## begin TEXT EXTRACT

Alienating the Faithful?
Pope approves wider use of old Latin Mass
Inquirer
Last updated 06:27am (Mla time) 07/09/2007
VATICAN CITY -- In a major gesture to traditional, conservative Roman Catholics, Pope Benedict XVI on Saturday authorized the wider use of the old Latin Mass, dismissing fears that its revival could divide the Church or dilute the reforms of the Second Vatican Council that made standard worship in the languages of Catholics around the world.
Benedict stressed that he was not negating Vatican II by removing restrictions on celebrating the old rite, known as the Tridentine Mass. In it, the priest faces away from the congregation and prays, sometimes in a whisper, in Latin, a language unfamiliar to most of the world’s one billion Roman Catholics.
The Pope’s decision nevertheless overruled the objections of liberal-minded Catholics and angered Jews because the Tridentine rite contains a prayer for their conversion.
Benedict issued a document authorizing parish priests to celebrate the Tridentine Mass if a “stable group of faithful” requests it. Currently, the local bishop must approve such requests -- an obstacle that supporters of the rite say has greatly limited its availability.
But the Pope said that the change could both heal rifts with traditionalist groups that favor the Latin Mass as well as reconnect the Church with a 1,500-year-old form of worship that faded since the Second Vatican Council, which ended in 1965.
“What earlier generations held as sacred, remains sacred and great for us, too, and it cannot be, all of a sudden, entirely forbidden or even considered harmful,” he wrote.
Reaching out
In reviving the rite, Benedict was reaching out to the followers of an excommunicated ultratraditionalist, the late Archbishop Marcel Lefebvre, who split with the Vatican over Vatican II, particularly the introduction of the New Mass celebrated in the vernacular.
The Vatican excommunicated Lefebvre in 1988 after he consecrated four bishops without Rome’s consent. The bishops were excommunicated as well.
Benedict has been eager to reconcile with Lefebvre’s group, the Society of St. Pius X, which has demanded freer use of the old Mass as a precondition for normalizing relations. The group’s other precondition is the removal of the excommunication decrees.
The current head of the society, Bishop Bernard Fellay, welcomed Benedict’s document in a statement. He said he hoped “that the favorable climate established by the new dispositions of the Holy See” would eventually allow other doctrinal disputes that emerged from Vatican II to be discussed, including ecumenism, religious liberty and the sharing of power with bishops.
Benedict has made no secret of his affinity for the Tridentine rite and has long said the faithful should have greater access to it.
But more liberal Catholics have suggested that in liberalizing the use of a rite that symbolized the pre-Vatican II Church, Benedict was sending a strong message that Vatican II was not the “break from the past” that some view it as being.
Benedict’s document also angered Jews, since the Tridentine rite contains a prayer on Good Friday of Easter Week calling for the conversion of Jews. The Anti-Defamation League called the move a “body blow to Catholic-Jewish relations,” the Jewish news agency JTA reported.

## end TEXT EXTRACT

INSTRUCTIONS -
**A.** Answer these questions using the Latin Mass article, one per line:
(i) In what year did the Second Vatican Council end?
(ii) In what year did the Vatican excommunicate Lefebvre?
(iii) Who is the current head of the Society of St. Pius X?
**B.** According to the Latin Mass article, why did the Pope's decision anger Jews? Answer in one to three sentences.
**C.** Do these statements agree with the Latin Mass article? For each, answer yes or no and quote the deciding words.
(i) Under the Pope's new document, parish priests may celebrate the Tridentine Mass if a stable group of faithful requests it.
(ii) In the Tridentine Mass, the priest faces the congregation.
(iii) One of the Society of St. Pius X's preconditions is the removal of the excommunication decrees.

## begin RECORD EXTRACTS

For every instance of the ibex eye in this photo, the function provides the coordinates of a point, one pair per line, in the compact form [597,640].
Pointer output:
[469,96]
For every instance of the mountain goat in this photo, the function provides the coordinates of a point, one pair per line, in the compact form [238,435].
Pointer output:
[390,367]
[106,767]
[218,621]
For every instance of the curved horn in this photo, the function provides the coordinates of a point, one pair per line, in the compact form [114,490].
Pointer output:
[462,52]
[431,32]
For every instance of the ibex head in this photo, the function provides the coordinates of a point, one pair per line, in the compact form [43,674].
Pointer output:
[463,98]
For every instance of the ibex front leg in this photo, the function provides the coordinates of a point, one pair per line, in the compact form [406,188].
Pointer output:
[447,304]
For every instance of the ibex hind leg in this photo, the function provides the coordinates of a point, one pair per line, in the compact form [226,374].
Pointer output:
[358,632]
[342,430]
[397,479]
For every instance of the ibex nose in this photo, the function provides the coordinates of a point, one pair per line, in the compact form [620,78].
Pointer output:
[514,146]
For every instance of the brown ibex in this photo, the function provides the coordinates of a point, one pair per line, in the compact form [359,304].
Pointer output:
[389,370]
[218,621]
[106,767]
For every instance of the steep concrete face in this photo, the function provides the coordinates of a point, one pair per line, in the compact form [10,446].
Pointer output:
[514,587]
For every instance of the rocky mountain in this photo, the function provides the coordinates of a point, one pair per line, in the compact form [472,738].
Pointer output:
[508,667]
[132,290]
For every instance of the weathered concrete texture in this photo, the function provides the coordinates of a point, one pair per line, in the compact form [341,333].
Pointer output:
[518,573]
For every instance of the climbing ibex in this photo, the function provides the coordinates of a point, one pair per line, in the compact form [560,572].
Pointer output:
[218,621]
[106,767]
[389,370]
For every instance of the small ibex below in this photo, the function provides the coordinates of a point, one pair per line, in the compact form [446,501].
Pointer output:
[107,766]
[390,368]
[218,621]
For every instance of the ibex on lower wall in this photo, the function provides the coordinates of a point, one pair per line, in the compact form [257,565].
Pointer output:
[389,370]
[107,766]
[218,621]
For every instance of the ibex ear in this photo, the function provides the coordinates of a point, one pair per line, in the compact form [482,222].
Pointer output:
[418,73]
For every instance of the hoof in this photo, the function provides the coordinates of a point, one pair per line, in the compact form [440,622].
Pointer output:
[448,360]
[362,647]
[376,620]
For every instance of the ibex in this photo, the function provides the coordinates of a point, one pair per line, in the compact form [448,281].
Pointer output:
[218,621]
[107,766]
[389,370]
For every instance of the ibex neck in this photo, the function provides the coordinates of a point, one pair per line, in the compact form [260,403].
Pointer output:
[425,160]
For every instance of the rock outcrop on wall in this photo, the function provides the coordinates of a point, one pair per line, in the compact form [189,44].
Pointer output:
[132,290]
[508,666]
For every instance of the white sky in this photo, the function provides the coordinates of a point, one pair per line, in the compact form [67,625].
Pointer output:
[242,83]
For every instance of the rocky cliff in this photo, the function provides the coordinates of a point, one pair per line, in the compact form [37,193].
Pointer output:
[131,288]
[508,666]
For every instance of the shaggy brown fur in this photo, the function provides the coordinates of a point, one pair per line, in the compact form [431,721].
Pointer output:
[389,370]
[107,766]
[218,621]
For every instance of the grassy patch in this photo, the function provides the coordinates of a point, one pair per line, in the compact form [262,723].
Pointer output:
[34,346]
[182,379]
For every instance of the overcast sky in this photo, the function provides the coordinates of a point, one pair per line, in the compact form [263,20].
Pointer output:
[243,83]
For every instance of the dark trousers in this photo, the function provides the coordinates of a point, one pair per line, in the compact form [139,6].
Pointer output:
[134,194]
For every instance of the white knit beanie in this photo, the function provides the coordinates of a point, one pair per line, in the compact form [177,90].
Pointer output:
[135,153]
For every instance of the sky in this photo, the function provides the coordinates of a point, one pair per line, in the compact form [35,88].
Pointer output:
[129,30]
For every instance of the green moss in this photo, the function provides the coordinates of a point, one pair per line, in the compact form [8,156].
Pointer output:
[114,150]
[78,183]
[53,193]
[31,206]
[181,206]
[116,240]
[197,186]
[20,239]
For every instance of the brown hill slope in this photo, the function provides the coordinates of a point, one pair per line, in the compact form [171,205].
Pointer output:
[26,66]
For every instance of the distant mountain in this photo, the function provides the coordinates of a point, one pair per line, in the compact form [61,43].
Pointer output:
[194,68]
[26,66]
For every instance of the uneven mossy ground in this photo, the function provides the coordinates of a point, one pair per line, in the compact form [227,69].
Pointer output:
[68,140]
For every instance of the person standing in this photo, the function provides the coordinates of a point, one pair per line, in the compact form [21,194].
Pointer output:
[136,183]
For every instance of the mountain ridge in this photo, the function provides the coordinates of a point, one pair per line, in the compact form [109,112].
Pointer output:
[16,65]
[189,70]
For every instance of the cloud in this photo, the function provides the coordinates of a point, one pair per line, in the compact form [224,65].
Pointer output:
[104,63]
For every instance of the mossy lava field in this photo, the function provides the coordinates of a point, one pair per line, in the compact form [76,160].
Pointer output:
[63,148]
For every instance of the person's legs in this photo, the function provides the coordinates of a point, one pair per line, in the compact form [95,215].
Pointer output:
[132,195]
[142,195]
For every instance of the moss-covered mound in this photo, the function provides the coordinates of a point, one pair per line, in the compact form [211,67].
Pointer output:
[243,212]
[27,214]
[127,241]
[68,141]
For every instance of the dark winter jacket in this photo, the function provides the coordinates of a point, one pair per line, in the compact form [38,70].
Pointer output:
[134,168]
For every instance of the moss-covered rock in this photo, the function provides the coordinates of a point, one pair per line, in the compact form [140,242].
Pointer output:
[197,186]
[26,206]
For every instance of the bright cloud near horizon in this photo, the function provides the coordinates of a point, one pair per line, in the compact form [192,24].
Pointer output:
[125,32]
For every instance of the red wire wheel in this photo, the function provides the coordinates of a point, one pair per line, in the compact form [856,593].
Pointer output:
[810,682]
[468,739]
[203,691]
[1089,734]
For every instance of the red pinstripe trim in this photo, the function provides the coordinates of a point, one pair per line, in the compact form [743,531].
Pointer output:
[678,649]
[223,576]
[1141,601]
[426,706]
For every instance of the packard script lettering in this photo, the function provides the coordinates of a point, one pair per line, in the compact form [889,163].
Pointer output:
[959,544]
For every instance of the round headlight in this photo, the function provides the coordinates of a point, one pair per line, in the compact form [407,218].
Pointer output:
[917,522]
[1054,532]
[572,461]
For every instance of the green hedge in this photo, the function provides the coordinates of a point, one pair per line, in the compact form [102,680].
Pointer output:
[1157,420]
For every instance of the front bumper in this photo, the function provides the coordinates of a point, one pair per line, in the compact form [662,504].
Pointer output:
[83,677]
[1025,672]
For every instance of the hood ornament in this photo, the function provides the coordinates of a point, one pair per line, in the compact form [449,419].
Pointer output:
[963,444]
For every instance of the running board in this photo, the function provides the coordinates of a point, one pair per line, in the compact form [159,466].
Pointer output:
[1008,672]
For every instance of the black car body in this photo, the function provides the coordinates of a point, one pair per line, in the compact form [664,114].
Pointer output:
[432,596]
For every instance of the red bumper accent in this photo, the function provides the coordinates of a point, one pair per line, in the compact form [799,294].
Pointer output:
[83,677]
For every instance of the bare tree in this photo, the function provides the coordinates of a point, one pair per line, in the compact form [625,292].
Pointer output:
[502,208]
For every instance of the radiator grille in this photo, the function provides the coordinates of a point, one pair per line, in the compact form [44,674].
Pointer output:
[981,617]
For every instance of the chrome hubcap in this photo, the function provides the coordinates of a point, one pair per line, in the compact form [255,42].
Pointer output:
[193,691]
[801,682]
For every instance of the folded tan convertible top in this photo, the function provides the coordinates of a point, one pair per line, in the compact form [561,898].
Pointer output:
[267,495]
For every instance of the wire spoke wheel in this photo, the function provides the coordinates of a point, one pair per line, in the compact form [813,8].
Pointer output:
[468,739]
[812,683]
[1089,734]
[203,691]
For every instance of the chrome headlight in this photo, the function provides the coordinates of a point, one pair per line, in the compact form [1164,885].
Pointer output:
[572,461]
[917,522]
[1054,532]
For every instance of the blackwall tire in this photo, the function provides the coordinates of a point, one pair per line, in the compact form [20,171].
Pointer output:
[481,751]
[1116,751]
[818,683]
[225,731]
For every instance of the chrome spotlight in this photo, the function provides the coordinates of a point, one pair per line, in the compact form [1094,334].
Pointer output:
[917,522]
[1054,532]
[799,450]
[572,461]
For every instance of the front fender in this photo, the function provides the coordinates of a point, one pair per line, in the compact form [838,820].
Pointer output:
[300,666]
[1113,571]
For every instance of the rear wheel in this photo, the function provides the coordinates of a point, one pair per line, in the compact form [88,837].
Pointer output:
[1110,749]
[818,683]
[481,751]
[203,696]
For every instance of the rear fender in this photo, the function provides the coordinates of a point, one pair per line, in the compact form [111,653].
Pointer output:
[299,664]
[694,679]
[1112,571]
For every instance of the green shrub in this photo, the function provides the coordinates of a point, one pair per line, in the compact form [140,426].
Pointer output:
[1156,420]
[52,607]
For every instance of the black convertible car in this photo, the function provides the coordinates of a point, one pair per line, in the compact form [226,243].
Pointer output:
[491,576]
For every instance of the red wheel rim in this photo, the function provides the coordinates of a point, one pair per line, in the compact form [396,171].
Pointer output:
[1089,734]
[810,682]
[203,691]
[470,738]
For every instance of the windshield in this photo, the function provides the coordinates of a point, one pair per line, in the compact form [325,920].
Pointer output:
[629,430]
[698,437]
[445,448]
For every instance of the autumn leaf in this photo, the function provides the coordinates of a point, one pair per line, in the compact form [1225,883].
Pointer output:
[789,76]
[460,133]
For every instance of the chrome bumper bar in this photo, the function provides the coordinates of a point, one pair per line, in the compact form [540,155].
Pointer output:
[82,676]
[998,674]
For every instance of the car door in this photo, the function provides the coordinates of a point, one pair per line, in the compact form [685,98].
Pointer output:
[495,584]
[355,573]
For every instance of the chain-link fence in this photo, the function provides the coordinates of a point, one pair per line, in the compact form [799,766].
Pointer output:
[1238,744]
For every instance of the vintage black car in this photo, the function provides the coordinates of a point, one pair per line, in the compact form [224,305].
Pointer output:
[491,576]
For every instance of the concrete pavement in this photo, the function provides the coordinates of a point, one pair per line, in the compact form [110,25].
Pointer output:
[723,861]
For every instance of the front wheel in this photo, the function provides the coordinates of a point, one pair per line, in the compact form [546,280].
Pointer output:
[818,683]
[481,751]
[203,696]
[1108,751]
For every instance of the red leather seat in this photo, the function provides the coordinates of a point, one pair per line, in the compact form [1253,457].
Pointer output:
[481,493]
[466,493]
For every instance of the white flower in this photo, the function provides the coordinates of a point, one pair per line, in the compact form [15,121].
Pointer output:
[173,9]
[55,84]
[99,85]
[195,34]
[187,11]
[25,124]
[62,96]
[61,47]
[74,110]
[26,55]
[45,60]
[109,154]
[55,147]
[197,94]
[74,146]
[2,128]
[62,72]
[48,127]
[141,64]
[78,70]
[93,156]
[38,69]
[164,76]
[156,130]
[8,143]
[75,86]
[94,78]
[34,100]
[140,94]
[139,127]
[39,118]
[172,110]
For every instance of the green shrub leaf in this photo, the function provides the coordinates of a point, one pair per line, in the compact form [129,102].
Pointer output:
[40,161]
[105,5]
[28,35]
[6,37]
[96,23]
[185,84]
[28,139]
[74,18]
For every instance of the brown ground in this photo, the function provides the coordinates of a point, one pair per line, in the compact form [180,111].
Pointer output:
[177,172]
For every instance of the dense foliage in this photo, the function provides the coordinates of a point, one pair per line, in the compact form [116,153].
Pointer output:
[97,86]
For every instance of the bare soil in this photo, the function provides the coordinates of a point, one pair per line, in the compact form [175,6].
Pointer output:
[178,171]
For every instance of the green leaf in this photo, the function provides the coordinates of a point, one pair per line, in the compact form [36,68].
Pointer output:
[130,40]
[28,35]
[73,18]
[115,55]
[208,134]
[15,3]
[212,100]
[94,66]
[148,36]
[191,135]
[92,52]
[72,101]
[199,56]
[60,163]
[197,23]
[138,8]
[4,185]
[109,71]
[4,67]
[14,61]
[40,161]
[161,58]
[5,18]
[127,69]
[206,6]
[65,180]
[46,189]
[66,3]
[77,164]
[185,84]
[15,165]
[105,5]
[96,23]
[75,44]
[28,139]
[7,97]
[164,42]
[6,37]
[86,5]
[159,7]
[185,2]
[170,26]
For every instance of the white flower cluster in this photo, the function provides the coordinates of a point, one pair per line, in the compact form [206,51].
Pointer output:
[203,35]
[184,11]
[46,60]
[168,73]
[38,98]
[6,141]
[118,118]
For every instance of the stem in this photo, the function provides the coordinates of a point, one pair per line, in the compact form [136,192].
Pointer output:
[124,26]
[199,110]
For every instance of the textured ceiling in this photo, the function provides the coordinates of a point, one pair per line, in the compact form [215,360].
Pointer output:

## end RECORD EXTRACTS

WORKED SOLUTIONS -
**A.**
(i) 1965
(ii) 1988
(iii) Bishop Bernard Fellay

**B.** The Pope's decision angered Jews because the Tridentine rite contains a prayer on Good Friday of Easter Week calling for their conversion.

**C.**
(i) Yes: "Benedict issued a document authorizing parish priests to celebrate the Tridentine Mass if a “stable group of faithful” requests it."
(ii) No: "the priest faces away from the congregation"
(iii) Yes: "The group’s other precondition is the removal of the excommunication decrees."